Prompt:
Please convert every line of the records below into a JSON list of strings, one string per line, leaving out blank lines.
** Start of Data to process **
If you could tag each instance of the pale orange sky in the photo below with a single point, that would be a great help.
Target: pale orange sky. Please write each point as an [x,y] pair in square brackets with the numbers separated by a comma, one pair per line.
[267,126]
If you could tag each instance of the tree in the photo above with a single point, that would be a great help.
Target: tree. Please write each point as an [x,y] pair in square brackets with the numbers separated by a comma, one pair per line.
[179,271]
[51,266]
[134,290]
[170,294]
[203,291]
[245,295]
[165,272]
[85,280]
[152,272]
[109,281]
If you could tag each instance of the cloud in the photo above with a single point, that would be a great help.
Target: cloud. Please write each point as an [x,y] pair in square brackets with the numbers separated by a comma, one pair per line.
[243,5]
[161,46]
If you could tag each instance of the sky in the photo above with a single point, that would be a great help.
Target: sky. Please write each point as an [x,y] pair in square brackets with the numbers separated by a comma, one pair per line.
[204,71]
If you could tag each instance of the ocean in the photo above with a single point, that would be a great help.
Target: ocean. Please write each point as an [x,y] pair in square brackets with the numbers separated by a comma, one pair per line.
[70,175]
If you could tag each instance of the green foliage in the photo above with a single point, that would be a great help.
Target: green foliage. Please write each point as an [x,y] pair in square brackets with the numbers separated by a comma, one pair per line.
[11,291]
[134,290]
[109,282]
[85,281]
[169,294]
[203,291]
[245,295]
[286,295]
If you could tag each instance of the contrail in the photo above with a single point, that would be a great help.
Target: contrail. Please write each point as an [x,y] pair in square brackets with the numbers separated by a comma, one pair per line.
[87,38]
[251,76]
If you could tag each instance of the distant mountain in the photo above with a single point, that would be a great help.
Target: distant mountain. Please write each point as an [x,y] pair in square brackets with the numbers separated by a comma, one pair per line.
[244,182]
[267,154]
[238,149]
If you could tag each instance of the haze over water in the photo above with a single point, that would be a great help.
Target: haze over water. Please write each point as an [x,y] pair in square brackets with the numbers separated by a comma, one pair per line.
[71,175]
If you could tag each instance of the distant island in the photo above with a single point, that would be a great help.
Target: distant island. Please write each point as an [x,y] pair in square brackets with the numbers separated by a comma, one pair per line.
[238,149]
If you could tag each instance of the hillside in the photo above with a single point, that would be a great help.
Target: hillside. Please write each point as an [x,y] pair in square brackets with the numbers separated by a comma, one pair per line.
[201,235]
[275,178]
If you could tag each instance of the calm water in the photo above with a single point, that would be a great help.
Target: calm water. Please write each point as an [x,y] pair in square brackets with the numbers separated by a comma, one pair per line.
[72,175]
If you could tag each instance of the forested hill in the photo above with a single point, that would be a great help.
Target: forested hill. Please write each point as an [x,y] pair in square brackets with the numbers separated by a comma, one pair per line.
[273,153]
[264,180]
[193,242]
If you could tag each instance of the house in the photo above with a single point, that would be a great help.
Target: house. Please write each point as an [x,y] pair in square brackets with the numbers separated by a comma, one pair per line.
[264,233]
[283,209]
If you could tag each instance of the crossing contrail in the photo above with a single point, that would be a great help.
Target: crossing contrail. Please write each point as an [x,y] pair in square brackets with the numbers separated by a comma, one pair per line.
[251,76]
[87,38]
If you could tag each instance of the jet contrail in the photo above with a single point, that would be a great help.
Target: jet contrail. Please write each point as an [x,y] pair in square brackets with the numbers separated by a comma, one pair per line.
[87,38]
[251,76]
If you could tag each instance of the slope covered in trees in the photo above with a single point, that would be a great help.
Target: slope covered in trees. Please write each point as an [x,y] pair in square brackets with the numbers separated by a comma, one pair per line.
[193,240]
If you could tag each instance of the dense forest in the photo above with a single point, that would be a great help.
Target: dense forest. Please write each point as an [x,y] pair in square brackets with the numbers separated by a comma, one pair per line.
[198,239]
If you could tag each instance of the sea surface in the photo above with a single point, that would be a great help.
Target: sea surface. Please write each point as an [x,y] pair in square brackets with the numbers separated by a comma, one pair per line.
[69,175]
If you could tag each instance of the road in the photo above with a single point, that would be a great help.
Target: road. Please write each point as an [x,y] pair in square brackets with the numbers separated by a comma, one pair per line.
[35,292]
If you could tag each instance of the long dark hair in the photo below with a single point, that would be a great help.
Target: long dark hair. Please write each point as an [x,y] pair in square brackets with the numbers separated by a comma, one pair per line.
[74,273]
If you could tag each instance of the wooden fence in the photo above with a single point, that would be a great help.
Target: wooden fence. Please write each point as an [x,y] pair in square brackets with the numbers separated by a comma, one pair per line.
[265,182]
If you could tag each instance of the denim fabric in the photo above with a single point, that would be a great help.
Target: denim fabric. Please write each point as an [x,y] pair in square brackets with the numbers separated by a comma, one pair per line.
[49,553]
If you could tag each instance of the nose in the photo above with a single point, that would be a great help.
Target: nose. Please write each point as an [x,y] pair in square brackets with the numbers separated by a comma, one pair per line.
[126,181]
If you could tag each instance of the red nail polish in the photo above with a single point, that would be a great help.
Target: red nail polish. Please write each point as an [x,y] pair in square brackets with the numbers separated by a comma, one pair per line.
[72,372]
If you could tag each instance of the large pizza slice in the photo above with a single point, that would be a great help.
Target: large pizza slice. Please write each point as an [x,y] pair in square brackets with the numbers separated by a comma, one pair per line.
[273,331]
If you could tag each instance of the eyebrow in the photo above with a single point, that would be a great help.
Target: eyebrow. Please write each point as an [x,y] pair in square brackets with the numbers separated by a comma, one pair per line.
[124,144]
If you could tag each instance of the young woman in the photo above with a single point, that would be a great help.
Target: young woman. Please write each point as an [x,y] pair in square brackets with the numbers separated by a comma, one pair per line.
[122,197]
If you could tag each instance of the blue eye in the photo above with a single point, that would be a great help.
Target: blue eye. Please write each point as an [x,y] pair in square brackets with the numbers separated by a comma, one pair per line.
** End of Data to process **
The output:
[
  "If you could tag each instance of the pale orange sky in the photo below with a single point, that would be a great help.",
  "Target: pale orange sky. Please write each point as an [x,y] pair in square brackets with the numbers separated by a comma, one pair per line.",
  "[267,126]",
  "If you could tag each instance of the tree in the photo above with a single point, that would be a great help.",
  "Target: tree. Please write each point as an [x,y] pair in square brackets with the numbers separated by a comma, one pair per line.",
  "[179,271]",
  "[51,266]",
  "[134,290]",
  "[170,294]",
  "[203,291]",
  "[245,295]",
  "[165,272]",
  "[85,280]",
  "[152,272]",
  "[109,281]",
  "If you could tag each instance of the cloud in the photo above with a single point, that would be a great help.",
  "Target: cloud. Please write each point as an [x,y] pair in square brackets with the numbers separated by a comma, one pair per line.",
  "[243,5]",
  "[161,46]",
  "If you could tag each instance of the sky in the photo above with a single point, that would be a great help.",
  "Target: sky. Please write each point as an [x,y] pair in square brackets with the numbers separated by a comma, one pair per line.",
  "[204,71]",
  "If you could tag each instance of the ocean in the photo above with a single point, that would be a great help.",
  "Target: ocean. Please write each point as an [x,y] pair in square brackets with the numbers separated by a comma, one pair per line.",
  "[70,175]",
  "If you could tag each instance of the green foliage in the photo above with a single point, that would be a great help.",
  "Target: green foliage. Please write each point as an [x,y] pair in square brackets with the numbers separated by a comma, one pair per line.",
  "[11,291]",
  "[134,290]",
  "[109,282]",
  "[85,281]",
  "[169,294]",
  "[203,291]",
  "[245,295]",
  "[286,295]",
  "If you could tag each instance of the contrail in the photo above with a single point, that would be a great help.",
  "Target: contrail. Please write each point as an [x,y] pair in square brackets with the numbers separated by a comma, one pair per line.",
  "[87,38]",
  "[251,76]",
  "If you could tag each instance of the distant mountain in the photo above with a single point, that would be a great help.",
  "Target: distant mountain. Please write each point as an [x,y] pair in square brackets with the numbers separated by a comma, one pair per line.",
  "[244,182]",
  "[267,154]",
  "[238,149]",
  "If you could tag each instance of the haze over water in the photo above with a single point, that would be a great help.",
  "Target: haze over water. Please write each point as an [x,y] pair in square brackets with the numbers separated by a comma, one pair per line.",
  "[71,175]",
  "If you could tag each instance of the distant island in the photo above with a single point, that would be a great help.",
  "Target: distant island. Please write each point as an [x,y] pair in square brackets with the numbers separated by a comma, one pair per line.",
  "[238,149]",
  "If you could tag each instance of the hillside in the photo above with a single point, that would be a great help.",
  "Target: hillside. Please write each point as an [x,y] pair in square brackets with the numbers separated by a comma, one pair per line.",
  "[201,235]",
  "[275,178]",
  "If you could tag each instance of the calm water in the photo above with a single point, that would be a great help.",
  "Target: calm water. Please write each point as an [x,y] pair in square brackets with the numbers separated by a comma, one pair per line.",
  "[72,175]",
  "If you could tag each instance of the forested hill in the photo above with a single point, that would be a great help.",
  "Target: forested hill. Please write each point as an [x,y] pair in square brackets with the numbers separated by a comma, one pair per line.",
  "[273,153]",
  "[264,180]",
  "[193,242]",
  "If you could tag each instance of the house in the photo above with a single point, that would be a great help.",
  "Target: house. Please write each point as an [x,y] pair in square brackets with the numbers separated by a comma, one pair per line.",
  "[264,233]",
  "[283,209]",
  "If you could tag each instance of the crossing contrail in the photo above with a single point, that would be a great help.",
  "Target: crossing contrail. Please write each point as an [x,y] pair in square brackets with the numbers separated by a comma, one pair per line.",
  "[251,76]",
  "[87,38]",
  "If you could tag each instance of the jet contrail in the photo above with a single point, that would be a great help.",
  "Target: jet contrail. Please write each point as an [x,y] pair in square brackets with the numbers separated by a comma, one pair per line.",
  "[87,38]",
  "[251,76]",
  "If you could tag each instance of the slope covered in trees in the photo above with a single point, that would be a great help.",
  "Target: slope covered in trees. Please write each point as an [x,y] pair in square brackets with the numbers separated by a comma, one pair per line.",
  "[193,240]",
  "If you could tag each instance of the dense forest in the photo above with a single point, that would be a great help.",
  "Target: dense forest. Please write each point as an [x,y] pair in square brackets with the numbers separated by a comma, one pair per line.",
  "[198,239]",
  "If you could tag each instance of the sea surface in the photo above with a single point, that would be a great help.",
  "Target: sea surface. Please write each point as an [x,y] pair in square brackets with the numbers separated by a comma, one pair per line.",
  "[69,175]",
  "If you could tag each instance of the road in the photo above with a single point, that would be a great help.",
  "Target: road. Please write each point as an [x,y] pair in square brackets with the numbers separated by a comma, one pair per line.",
  "[35,292]",
  "If you could tag each instance of the long dark hair in the photo below with a single point, that would be a great help.",
  "Target: long dark hair. Please write each point as an [x,y] pair in square brackets with the numbers separated by a comma, one pair per line.",
  "[74,273]",
  "If you could tag each instance of the wooden fence in the photo above with a single point, that would be a great help.",
  "Target: wooden fence. Please write each point as an [x,y] pair in square brackets with the numbers separated by a comma, one pair per line.",
  "[265,182]",
  "If you could tag each instance of the denim fabric in the photo above with a single point, that would be a great help.",
  "Target: denim fabric. Please write each point as an [x,y] pair in square brackets with the numbers separated by a comma, one pair per line.",
  "[49,553]",
  "If you could tag each instance of the nose in the photo above with a single point, that would be a great help.",
  "Target: nose. Please write each point as an [x,y] pair in square brackets with the numbers separated by a comma, one pair per line.",
  "[126,181]",
  "If you could tag each instance of the red nail polish in the photo above with a single point, that would be a great help.",
  "Target: red nail polish. Please write each point as an [x,y] pair in square brackets with the numbers separated by a comma, one pair per line.",
  "[72,372]",
  "If you could tag each instance of the large pizza slice in the photo above with a single point, that would be a great help.",
  "Target: large pizza slice. Please write each point as an [x,y] pair in square brackets with the numbers separated by a comma, one pair per line.",
  "[273,331]",
  "If you could tag each instance of the eyebrow in the photo above with a single point, that would be a great help.",
  "Target: eyebrow. Please write each point as an [x,y] pair in square brackets with the numbers separated by a comma, one pair per line.",
  "[124,144]",
  "If you could tag each instance of the young woman in the photo above with a single point, that would be a great help.",
  "Target: young woman. Please write each point as an [x,y] pair in square brackets with the numbers separated by a comma, one pair per line.",
  "[122,197]",
  "If you could tag each instance of the blue eye in the photo above with a single point, that would be a great help.",
  "Target: blue eye. Please write each point as an [x,y] pair in square brackets with the numbers separated by a comma, one pair per line."
]